Data extract |
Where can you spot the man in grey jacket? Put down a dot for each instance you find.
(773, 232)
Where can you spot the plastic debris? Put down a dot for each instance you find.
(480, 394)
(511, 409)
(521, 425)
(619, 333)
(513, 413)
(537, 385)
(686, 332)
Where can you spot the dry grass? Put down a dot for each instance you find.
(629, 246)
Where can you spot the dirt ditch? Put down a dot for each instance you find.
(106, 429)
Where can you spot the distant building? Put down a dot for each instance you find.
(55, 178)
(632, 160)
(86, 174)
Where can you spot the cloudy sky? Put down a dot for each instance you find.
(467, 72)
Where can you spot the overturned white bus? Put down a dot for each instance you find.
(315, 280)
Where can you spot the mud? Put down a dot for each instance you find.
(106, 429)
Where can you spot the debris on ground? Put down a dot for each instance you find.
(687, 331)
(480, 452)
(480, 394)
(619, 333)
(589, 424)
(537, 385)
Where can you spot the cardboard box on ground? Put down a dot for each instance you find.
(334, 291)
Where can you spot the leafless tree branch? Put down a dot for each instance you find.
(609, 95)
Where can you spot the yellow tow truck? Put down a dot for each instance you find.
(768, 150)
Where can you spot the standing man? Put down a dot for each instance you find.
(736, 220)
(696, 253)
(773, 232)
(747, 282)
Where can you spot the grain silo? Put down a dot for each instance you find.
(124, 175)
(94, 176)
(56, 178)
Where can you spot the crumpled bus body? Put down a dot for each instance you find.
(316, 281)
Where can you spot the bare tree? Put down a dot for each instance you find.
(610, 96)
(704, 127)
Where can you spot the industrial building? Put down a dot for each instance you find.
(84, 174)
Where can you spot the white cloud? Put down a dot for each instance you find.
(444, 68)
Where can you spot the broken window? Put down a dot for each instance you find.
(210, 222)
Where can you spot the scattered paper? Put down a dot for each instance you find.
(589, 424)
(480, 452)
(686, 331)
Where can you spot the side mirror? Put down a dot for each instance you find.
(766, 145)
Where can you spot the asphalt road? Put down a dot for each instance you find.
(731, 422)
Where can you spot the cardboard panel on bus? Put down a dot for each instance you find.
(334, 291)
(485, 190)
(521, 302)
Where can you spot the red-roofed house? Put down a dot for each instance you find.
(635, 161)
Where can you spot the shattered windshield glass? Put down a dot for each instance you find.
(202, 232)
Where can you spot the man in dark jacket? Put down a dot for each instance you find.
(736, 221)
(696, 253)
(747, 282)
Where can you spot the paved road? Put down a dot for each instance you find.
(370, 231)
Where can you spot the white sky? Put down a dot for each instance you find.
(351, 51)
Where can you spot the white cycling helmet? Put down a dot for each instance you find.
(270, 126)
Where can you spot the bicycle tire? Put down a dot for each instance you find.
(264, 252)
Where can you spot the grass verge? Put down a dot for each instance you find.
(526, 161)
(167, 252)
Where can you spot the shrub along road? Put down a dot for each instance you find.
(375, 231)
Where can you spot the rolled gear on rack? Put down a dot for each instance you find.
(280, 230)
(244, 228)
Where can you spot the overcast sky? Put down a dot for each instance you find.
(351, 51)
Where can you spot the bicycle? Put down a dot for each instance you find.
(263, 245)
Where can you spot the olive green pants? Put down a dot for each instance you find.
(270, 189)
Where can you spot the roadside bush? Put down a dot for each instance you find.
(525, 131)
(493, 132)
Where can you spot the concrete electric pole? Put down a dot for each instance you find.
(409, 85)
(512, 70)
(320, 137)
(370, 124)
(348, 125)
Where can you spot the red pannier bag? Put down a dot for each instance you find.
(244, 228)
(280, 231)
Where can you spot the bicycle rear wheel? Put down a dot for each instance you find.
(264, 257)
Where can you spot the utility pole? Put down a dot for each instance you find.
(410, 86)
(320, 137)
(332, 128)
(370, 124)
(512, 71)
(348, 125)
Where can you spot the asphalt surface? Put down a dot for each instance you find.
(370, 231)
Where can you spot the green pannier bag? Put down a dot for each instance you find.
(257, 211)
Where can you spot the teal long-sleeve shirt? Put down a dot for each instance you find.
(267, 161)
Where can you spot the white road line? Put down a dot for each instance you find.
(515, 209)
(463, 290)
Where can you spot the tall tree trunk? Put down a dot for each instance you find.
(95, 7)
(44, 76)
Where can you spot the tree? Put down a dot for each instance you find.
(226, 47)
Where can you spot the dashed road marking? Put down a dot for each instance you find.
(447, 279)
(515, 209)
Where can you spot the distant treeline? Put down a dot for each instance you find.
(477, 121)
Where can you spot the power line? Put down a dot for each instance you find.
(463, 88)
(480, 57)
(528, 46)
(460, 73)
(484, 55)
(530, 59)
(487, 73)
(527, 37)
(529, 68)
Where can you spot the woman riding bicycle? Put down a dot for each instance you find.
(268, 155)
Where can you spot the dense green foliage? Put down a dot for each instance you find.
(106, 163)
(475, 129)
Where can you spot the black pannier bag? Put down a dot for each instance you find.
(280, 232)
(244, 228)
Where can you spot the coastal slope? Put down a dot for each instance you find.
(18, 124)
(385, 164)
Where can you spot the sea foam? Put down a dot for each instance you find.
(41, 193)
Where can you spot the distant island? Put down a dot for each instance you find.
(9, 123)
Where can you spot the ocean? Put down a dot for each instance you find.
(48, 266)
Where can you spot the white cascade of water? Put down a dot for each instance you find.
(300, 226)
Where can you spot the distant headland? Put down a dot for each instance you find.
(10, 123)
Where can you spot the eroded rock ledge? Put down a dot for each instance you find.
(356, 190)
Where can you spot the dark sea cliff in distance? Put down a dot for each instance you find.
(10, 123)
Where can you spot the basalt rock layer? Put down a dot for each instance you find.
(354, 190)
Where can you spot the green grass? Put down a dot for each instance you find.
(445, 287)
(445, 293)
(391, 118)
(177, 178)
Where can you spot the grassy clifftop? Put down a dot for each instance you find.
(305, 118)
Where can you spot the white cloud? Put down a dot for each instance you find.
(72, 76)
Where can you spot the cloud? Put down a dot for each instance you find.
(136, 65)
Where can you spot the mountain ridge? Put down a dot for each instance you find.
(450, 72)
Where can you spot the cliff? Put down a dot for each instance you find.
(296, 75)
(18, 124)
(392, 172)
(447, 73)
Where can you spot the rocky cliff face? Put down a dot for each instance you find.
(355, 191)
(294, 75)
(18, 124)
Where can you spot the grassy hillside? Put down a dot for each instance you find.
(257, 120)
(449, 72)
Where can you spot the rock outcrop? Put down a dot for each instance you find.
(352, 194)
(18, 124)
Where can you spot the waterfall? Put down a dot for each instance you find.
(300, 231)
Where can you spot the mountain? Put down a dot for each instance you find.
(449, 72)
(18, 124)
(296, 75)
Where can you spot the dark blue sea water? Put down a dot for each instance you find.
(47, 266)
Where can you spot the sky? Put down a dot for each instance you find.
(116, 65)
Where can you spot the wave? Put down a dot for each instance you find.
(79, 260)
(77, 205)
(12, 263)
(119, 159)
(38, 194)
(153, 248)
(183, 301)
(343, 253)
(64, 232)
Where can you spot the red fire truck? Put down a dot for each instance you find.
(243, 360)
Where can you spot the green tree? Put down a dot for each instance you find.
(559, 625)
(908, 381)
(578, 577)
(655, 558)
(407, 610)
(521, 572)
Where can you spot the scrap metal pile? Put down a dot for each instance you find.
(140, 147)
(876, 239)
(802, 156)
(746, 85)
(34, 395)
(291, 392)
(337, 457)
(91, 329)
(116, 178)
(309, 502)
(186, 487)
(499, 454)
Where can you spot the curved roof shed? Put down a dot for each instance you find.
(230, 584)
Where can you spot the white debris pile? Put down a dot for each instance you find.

What is needed | Here, the records must be output exactly and in full.

Correct response |
Where can you spot the man in grey jacket? Put down a dot for each instance you find.
(773, 232)
Where can you spot the plastic debris? Put down a dot for each instance you find.
(480, 394)
(511, 409)
(521, 425)
(619, 333)
(513, 413)
(537, 385)
(686, 332)
Where can you spot the dry grass? Put down a dot for each instance you find.
(629, 246)
Where can you spot the dirt ditch? Put down a dot for each instance you find.
(106, 429)
Where can you spot the distant building? Put down a dot for each instance you find.
(55, 178)
(632, 160)
(86, 174)
Where can you spot the cloudy sky? Put down a dot for each instance you find.
(467, 72)
Where can you spot the overturned white bus? Put down a dot for each instance you find.
(315, 280)
Where can you spot the mud? Put down a dot for each instance you find.
(106, 429)
Where can you spot the debris on ground? Put down a dot for each instance you find.
(687, 331)
(480, 452)
(480, 394)
(619, 333)
(589, 424)
(537, 385)
Where can you spot the cardboard box on ground? Put down a dot for each instance you find.
(334, 291)
Where can you spot the leafless tree branch? Put down a dot for each instance you find.
(609, 95)
Where can you spot the yellow tow truck? Put down a dot for each instance you find.
(768, 150)
Where can you spot the standing man? Put down a dot for each instance you find.
(736, 220)
(696, 253)
(773, 232)
(747, 282)
Where can you spot the grain silo? Put down a dot for each instance you find.
(124, 175)
(94, 176)
(56, 178)
Where can you spot the crumpled bus body? Put down a dot for each instance you find.
(316, 281)
Where can you spot the bare tree? Put down a dot for each instance you find.
(610, 96)
(704, 127)
Where can you spot the industrial building? Put down a dot for each instance you find.
(84, 174)
Where can you spot the white cloud? Put down a dot for each instance you find.
(444, 68)
Where can you spot the broken window? Put down a dot for each instance you find.
(210, 222)
Where can you spot the scattered paper? Put down a dot for each instance you find.
(589, 424)
(480, 452)
(686, 331)
Where can you spot the side mirror? Put down a dot for each instance you find.
(766, 145)
Where can you spot the asphalt road? Put down a dot for each instance you find.
(731, 422)
Where can you spot the cardboard panel on bus? Put down a dot for each instance you find.
(334, 291)
(485, 190)
(521, 302)
Where can you spot the red-roofed house? Put down a dot for each instance you find.
(635, 161)
Where can you spot the shattered windshield glass? Put down a dot for each instance you find.
(202, 232)
Where can you spot the man in dark jacket? Put down a dot for each instance you find.
(736, 221)
(696, 253)
(747, 282)
Where can you spot the paved road? Put down a dot for each instance you find.
(370, 231)
Where can you spot the white sky? Put down a dot for each instance you find.
(351, 51)
Where can you spot the white cycling helmet? Put down a dot for each instance you find.
(270, 126)
Where can you spot the bicycle tire? Put down a dot for each instance you find.
(264, 252)
Where can you spot the grass verge? Put down a dot for each instance you find.
(526, 161)
(167, 252)
Where can you spot the shrub along road? Put down a dot for each instance you find.
(375, 231)
Where can you spot the rolled gear on rack? Put down a dot for each instance you find.
(280, 230)
(244, 228)
Where can you spot the overcast sky? Put down a dot for each instance you find.
(351, 51)
Where can you spot the bicycle? Put down a dot for each instance you find.
(263, 245)
Where can you spot the olive green pants? Put down a dot for each instance you find.
(270, 189)
Where can you spot the roadside bush? Put down a dot for each instance you find.
(525, 131)
(493, 132)
Where can you spot the concrete electric pole? Put down a dot for each instance you find.
(409, 85)
(512, 70)
(320, 137)
(370, 124)
(348, 125)
Where can you spot the red pannier bag? Put down a dot for each instance you find.
(244, 228)
(280, 231)
Where can you spot the bicycle rear wheel? Put down a dot for each instance you find.
(264, 257)
Where can you spot the utility pole? Put down a dot for each instance you find.
(410, 86)
(320, 137)
(332, 128)
(370, 124)
(512, 71)
(348, 125)
Where can you spot the asphalt surface? Put down a dot for each instance you find.
(370, 231)
Where can you spot the green pannier bag? Put down a dot for each instance you find.
(257, 211)
Where can you spot the teal long-sleeve shirt? Put down a dot for each instance you find.
(267, 161)
Where can you spot the white road line? Put down a dot for each instance you find.
(515, 209)
(463, 290)
Where can you spot the tall tree trunk? Put down a dot for each instance you find.
(95, 7)
(44, 76)
Where can you spot the tree? Put down a dot for each instance you find.
(226, 47)
Where can you spot the dashed road marking? Put down a dot for each instance you find.
(447, 279)
(515, 209)
Where can you spot the distant treeline? Put down a dot for each instance you find.
(477, 121)
Where can you spot the power line? Put down a dot for each instance you find.
(463, 88)
(480, 57)
(528, 46)
(460, 73)
(484, 55)
(530, 59)
(487, 73)
(527, 37)
(529, 68)
Where can you spot the woman riding bicycle? Put down a dot for each instance you find.
(268, 155)
Where can you spot the dense green foliage? Put down a dot for each instance you find.
(106, 163)
(475, 129)
Where can you spot the black pannier bag? Put down a dot for each instance you find.
(280, 232)
(244, 228)
Where can you spot the coastal slope? Put down a dot for each instance you find.
(18, 124)
(385, 164)
Where can you spot the sea foam? Put down a dot for each instance you find.
(41, 193)
Where can you spot the distant island? Put down a dot for each instance you find.
(9, 123)
Where can you spot the ocean? Put down a dot for each instance you find.
(48, 266)
Where can you spot the white cascade of water? Put down a dot for each instance you find.
(300, 226)
Where can you spot the distant headland? Put down a dot for each instance you find.
(10, 123)
Where can you spot the eroded rock ledge? Put down a dot for each instance you find.
(356, 190)
Where can you spot the dark sea cliff in distance? Put down a dot for each instance you find.
(10, 123)
Where can you spot the basalt rock layer? Put down a dot for each instance you find.
(354, 190)
Where can you spot the green grass? Put down a dot for each instance you find.
(445, 287)
(445, 293)
(391, 118)
(177, 178)
Where can you spot the grassy clifftop? Put down a dot for each instance you find.
(305, 118)
Where can you spot the white cloud? Put down a dot for each instance you find.
(72, 76)
Where can you spot the cloud? Put down a dot for each instance you find.
(136, 65)
Where can you spot the mountain ridge? Put down a dot for each instance you find.
(450, 72)
Where can you spot the cliff? Put down a dot for each instance you find.
(296, 75)
(18, 124)
(392, 172)
(447, 73)
Where can you spot the rocky cliff face? Put down a dot for each instance you find.
(355, 191)
(294, 75)
(18, 124)
Where can you spot the grassy hillside? Put down a dot for each instance you find.
(257, 120)
(449, 72)
Where can you spot the rock outcrop? Put down a dot for each instance you find.
(352, 194)
(18, 124)
Where can you spot the waterfall? Put down a dot for each instance you find.
(300, 231)
Where can you spot the mountain? Put down a dot for each instance you find.
(449, 72)
(18, 124)
(296, 75)
Where can you spot the dark blue sea water? Put down a dot for each instance you find.
(47, 266)
Where can you spot the sky? Put down a dot for each instance you find.
(116, 65)
Where can you spot the wave? Put down a dot for each instance you find.
(79, 260)
(77, 205)
(12, 263)
(119, 159)
(38, 194)
(153, 248)
(183, 301)
(343, 253)
(64, 232)
Where can you spot the red fire truck? Put down a dot for each instance you find.
(243, 360)
Where can you spot the green tree? Put down a dot for each instance you find.
(559, 625)
(908, 381)
(578, 577)
(655, 558)
(407, 610)
(521, 572)
Where can you spot the scrap metal pile? Put down a dot for each instance you find.
(140, 147)
(876, 239)
(802, 156)
(746, 85)
(34, 395)
(291, 392)
(337, 457)
(91, 329)
(116, 178)
(309, 502)
(186, 487)
(499, 454)
Where can you spot the curved roof shed? Put down a dot for each instance you find.
(230, 584)
Where can you spot the white debris pile? Put down a dot for each instance you find.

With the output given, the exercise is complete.